Render the items from the line with "Please spot the sapling" through the end of the items as a two-column CSV with the columns item and points. Make one row per item, with its text and its answer each in a single quoted field and line breaks replaced by spaces.
[Start of Input data]
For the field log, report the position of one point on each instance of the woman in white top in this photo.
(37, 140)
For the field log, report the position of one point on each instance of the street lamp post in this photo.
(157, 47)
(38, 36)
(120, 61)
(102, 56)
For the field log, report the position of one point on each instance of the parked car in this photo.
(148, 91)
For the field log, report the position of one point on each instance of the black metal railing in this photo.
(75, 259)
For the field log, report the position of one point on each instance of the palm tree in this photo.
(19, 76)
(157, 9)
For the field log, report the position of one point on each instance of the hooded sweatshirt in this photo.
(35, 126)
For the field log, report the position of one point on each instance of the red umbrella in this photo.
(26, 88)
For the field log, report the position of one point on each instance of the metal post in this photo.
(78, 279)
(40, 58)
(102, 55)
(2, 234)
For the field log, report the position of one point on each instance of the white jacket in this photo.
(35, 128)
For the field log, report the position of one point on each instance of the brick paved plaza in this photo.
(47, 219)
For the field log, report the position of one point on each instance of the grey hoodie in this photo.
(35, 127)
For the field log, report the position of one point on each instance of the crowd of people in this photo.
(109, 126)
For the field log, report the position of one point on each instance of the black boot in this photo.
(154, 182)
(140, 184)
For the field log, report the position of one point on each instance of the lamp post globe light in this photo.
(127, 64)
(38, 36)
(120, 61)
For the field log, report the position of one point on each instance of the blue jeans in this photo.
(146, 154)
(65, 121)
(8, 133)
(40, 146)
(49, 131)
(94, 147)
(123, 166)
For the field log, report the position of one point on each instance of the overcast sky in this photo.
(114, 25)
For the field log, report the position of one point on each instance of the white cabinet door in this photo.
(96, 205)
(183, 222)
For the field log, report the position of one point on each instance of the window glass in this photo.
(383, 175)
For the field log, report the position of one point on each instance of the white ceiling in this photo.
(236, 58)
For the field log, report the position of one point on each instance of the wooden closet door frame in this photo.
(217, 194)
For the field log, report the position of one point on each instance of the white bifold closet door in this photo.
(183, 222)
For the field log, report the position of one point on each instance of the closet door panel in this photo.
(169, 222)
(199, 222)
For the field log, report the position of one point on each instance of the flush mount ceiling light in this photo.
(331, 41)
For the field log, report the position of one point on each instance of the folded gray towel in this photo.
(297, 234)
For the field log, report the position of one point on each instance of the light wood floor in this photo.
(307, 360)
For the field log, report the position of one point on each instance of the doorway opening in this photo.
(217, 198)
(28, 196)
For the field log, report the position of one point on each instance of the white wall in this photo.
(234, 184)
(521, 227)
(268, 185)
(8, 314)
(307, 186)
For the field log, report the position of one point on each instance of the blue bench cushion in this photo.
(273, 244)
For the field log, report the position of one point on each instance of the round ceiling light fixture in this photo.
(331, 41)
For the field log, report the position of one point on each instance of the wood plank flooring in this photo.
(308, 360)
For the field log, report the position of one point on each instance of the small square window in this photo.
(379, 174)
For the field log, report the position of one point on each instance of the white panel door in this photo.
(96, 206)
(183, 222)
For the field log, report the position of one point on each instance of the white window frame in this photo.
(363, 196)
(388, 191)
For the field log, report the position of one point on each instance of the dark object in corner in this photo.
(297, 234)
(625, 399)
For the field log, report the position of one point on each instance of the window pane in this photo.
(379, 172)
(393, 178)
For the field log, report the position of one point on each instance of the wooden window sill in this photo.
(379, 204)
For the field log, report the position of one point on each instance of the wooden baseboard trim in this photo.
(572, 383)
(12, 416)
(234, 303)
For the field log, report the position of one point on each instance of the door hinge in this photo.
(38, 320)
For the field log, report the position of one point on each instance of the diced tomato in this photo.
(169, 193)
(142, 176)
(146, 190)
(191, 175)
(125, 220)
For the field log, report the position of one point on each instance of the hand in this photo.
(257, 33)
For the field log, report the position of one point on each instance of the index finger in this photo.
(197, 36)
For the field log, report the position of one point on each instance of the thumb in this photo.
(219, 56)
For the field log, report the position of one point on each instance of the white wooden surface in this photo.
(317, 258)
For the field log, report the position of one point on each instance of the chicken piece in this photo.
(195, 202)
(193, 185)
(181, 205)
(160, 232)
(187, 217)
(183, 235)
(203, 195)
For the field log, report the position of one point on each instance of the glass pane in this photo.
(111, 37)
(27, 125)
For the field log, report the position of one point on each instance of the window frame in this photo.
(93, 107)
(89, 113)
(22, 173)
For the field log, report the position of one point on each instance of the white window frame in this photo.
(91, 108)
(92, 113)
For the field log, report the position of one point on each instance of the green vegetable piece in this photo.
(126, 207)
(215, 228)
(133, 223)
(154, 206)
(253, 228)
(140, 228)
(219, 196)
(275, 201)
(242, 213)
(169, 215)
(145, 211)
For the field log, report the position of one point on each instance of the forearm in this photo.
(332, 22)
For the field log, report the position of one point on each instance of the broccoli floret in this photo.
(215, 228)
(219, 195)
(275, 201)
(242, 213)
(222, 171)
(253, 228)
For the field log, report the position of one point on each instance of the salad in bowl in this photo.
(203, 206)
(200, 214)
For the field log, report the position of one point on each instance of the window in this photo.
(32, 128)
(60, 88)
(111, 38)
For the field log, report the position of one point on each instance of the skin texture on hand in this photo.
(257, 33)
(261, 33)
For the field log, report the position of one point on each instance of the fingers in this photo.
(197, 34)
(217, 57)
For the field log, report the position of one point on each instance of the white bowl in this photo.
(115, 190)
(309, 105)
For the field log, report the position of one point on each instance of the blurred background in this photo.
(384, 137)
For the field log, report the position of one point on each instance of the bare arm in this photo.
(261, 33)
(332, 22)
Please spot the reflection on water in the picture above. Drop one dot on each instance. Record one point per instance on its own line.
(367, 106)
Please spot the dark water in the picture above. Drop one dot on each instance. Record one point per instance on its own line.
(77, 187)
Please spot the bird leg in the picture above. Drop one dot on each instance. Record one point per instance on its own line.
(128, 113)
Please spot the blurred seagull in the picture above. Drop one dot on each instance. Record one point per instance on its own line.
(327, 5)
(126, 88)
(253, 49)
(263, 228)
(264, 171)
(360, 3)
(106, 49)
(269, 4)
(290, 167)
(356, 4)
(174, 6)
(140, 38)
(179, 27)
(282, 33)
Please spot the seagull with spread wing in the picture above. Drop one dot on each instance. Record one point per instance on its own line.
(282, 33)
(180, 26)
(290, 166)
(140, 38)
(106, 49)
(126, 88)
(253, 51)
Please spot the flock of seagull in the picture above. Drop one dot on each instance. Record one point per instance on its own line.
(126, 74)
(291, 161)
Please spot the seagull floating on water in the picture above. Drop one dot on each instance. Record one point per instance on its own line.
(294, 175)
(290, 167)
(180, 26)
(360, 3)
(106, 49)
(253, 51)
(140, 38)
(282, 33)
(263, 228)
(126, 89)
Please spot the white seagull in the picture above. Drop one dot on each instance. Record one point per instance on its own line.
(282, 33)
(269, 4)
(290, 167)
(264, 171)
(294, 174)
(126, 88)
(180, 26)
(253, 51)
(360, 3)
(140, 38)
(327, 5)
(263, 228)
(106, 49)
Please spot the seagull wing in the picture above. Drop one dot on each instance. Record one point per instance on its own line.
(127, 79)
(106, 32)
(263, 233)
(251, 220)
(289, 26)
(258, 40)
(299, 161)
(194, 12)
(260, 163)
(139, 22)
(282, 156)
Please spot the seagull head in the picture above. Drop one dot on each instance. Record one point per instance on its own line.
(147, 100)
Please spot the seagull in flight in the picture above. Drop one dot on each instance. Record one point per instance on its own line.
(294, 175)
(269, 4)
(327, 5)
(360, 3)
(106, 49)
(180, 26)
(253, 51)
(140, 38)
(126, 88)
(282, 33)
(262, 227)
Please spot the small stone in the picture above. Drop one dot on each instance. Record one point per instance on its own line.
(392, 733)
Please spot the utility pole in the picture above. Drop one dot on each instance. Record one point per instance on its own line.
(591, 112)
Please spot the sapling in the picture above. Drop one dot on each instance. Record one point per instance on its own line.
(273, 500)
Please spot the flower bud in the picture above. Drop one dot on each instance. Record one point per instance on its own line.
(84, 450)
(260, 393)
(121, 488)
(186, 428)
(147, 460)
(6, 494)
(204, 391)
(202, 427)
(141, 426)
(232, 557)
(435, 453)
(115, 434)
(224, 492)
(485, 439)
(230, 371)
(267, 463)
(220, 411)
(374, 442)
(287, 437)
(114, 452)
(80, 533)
[End of Input data]
#### [Final result]
item,points
"Please spot the sapling in the picture above. Drop one dot on each instance. Record one point per instance on its own line.","(273, 500)"
"Please spot the flower bud in the picture above. Drop one dot on each instance. Record one point per instance on its own line.","(84, 450) (260, 393) (121, 488) (186, 428) (147, 460) (6, 494) (204, 391) (202, 427) (141, 426) (232, 557) (435, 453) (115, 434) (224, 492) (485, 439) (230, 371) (267, 463) (220, 411) (374, 442) (287, 437) (114, 452) (80, 533)"